=== EXERCISE DETAILS ===
Report how many lines in the data below contain the string "with", treating uppercase and lowercase as distinct, and give only the number.

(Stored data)
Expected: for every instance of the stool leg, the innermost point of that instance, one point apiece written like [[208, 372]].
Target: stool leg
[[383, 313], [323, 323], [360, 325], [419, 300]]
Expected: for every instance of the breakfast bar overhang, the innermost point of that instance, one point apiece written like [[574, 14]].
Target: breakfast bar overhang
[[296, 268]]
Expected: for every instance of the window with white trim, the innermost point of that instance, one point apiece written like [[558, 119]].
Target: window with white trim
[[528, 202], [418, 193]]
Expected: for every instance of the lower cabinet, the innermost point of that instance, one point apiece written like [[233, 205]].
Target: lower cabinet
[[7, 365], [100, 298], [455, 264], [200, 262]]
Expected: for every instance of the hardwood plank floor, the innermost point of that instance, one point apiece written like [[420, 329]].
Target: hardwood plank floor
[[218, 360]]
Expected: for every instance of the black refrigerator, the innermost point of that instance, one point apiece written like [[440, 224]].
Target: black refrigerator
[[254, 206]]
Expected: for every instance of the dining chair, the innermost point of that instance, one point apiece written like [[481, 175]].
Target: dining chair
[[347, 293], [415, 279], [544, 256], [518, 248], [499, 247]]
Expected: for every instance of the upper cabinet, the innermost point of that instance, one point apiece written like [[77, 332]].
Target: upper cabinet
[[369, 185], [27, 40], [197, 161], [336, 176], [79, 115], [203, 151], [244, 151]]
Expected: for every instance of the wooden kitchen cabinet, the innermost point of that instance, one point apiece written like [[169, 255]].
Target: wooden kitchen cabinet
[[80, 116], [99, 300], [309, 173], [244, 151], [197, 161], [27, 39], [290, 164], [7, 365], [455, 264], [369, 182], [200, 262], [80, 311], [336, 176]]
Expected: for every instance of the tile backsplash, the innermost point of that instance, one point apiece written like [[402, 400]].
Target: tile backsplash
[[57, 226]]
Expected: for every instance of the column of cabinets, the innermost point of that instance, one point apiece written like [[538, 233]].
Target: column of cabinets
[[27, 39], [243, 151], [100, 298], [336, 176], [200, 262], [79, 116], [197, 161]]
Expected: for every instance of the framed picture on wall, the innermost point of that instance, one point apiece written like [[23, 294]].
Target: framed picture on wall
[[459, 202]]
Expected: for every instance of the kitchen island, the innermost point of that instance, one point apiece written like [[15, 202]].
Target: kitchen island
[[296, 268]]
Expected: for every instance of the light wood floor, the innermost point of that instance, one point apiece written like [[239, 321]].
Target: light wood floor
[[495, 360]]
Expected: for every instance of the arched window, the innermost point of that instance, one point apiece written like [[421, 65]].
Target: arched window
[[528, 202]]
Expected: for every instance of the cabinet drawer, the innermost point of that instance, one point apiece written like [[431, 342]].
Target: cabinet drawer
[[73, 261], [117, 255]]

---

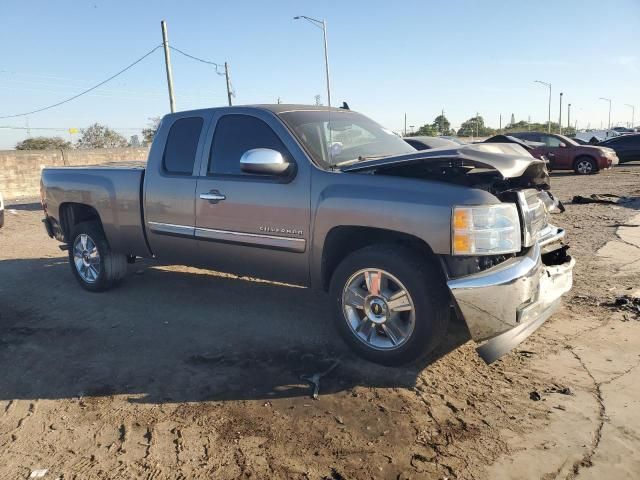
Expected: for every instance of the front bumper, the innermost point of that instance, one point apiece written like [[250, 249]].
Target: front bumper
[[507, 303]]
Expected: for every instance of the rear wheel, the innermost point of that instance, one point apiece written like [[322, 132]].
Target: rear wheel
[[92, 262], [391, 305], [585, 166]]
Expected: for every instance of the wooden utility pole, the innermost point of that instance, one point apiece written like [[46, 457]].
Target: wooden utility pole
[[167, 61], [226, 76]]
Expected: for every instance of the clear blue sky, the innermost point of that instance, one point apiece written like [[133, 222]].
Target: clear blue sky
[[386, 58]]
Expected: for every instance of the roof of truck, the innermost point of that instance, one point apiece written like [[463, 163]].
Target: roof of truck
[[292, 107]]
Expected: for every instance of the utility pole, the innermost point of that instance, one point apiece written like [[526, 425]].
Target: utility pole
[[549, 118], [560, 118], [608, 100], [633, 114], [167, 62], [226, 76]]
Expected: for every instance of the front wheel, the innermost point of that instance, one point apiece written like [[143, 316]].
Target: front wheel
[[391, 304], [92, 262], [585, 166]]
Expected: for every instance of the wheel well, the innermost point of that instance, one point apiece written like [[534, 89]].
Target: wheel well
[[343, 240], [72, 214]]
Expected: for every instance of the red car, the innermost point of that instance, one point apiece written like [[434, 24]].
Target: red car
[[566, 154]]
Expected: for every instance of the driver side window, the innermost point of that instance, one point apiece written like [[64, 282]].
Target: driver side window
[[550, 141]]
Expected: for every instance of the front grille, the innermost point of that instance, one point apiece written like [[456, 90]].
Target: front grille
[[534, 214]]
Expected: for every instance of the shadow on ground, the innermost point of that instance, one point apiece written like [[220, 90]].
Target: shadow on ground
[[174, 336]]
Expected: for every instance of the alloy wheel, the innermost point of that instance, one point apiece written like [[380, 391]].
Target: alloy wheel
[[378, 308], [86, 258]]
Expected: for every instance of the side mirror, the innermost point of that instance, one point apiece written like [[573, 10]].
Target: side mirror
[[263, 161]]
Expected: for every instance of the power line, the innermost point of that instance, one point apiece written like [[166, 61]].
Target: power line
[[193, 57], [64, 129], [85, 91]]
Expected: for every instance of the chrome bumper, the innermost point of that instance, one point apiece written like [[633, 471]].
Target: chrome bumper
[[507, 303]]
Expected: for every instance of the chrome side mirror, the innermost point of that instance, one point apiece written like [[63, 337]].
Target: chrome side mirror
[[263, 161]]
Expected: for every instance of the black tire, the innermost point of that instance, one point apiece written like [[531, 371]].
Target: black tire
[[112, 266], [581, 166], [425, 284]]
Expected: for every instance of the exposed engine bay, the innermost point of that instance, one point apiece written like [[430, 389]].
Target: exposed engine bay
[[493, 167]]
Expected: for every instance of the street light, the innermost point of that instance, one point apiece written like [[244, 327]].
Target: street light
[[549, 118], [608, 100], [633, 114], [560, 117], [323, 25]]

=== PROBLEM SOLUTION ===
2